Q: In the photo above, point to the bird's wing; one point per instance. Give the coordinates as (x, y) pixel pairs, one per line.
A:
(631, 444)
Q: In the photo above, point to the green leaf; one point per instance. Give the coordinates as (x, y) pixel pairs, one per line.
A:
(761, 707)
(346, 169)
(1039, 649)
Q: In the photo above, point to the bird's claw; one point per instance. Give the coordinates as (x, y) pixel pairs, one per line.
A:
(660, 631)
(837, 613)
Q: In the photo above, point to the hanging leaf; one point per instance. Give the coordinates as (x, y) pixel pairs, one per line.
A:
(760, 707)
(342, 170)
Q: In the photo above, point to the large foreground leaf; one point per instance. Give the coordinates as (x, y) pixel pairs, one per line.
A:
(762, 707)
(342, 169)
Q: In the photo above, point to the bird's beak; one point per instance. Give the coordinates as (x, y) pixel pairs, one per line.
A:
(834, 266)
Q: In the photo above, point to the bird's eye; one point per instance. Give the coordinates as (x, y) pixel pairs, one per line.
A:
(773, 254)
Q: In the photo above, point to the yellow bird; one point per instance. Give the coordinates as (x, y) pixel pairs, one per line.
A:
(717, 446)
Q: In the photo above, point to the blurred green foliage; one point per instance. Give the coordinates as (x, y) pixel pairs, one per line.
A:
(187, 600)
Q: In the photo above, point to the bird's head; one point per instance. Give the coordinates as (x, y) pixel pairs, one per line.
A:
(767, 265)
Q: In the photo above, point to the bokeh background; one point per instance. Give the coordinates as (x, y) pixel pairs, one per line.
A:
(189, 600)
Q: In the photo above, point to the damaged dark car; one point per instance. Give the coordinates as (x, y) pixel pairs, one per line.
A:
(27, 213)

########

Rewrite the part of the rows that begins with the line containing "Q: In the photo above, point to the bird's head;" and runs through the end of the rows, keeping every request line unchanged. In the answers, add 51 to each x and y coordinate.

Q: In the photo above, point to the bird's head; one point per instance. Give the coordinates as (x, y) pixel pairs, one per line.
A:
(818, 316)
Q: In the photo above, point to the bokeh background; one point per instance. Give the coordinates as (x, y) pixel pairs, one per line.
A:
(240, 651)
Q: In the photo above, point to the damaged dark car; one point per instance. Give the coordinates as (x, y) pixel pairs, one per line.
A:
(78, 264)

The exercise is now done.